TEXT TO READ:
————
Pierre Larrouturou (born 1964) is a French economist and politician who has been serving as a Member of the European Parliament since 2019. He previously was a regional councilor of the Île-de-France.

Political career

Early beginnings 
While still a consultant for the accounting firm Arthur Andersen, Larrouturou first entered national politics in 1993 by issuing a widely discussed 54-page manifesto advocating for a switch to a four-day workweek in France.

Member of the European Parliament, 2019–present 
In parliament, Larrouturou has been serving on the Committee on Budgets since 2019. In this capacity, he was his parliamentary group’s rapporteur on the budget of the European Union for 2021.

In addition to his committee assignments, Larrouturou is part of the parliament's delegations to the Israel and to the EU-Ukraine Parliamentary Association Committee. He is also a member of the Spinelli Group and the European Parliament Intergroup on Climate Change, Biodiversity and Sustainable Development.

In 2020, Larrouturou made headlines when he went on hunger strike to demand the EU introduce a financial transaction tax by 2024 and to protest against budget plans that downgraded programs on health, research and climate change.
————
RAW DATA:

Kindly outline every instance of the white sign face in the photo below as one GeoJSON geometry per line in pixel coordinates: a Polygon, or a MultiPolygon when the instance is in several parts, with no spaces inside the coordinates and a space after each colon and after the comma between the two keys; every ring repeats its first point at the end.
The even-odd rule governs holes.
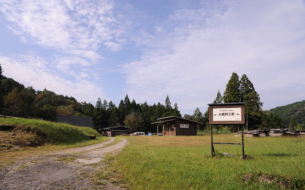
————
EXERCISE SET:
1/ In the profile of Pierre Larrouturou, write out the part that opens with the words containing "Member of the European Parliament, 2019–present" and closes with "and Sustainable Development.".
2/ According to the profile of Pierre Larrouturou, which committee of the European Parliament has he served on since 2019?

EXPECTED OUTPUTS:
1/
Member of the European Parliament, 2019–present 
In parliament, Larrouturou has been serving on the Committee on Budgets since 2019. In this capacity, he was his parliamentary group’s rapporteur on the budget of the European Union for 2021.

In addition to his committee assignments, Larrouturou is part of the parliament's delegations to the Israel and to the EU-Ukraine Parliamentary Association Committee. He is also a member of the Spinelli Group and the European Parliament Intergroup on Climate Change, Biodiversity and Sustainable Development.

2/ The Committee on Budgets.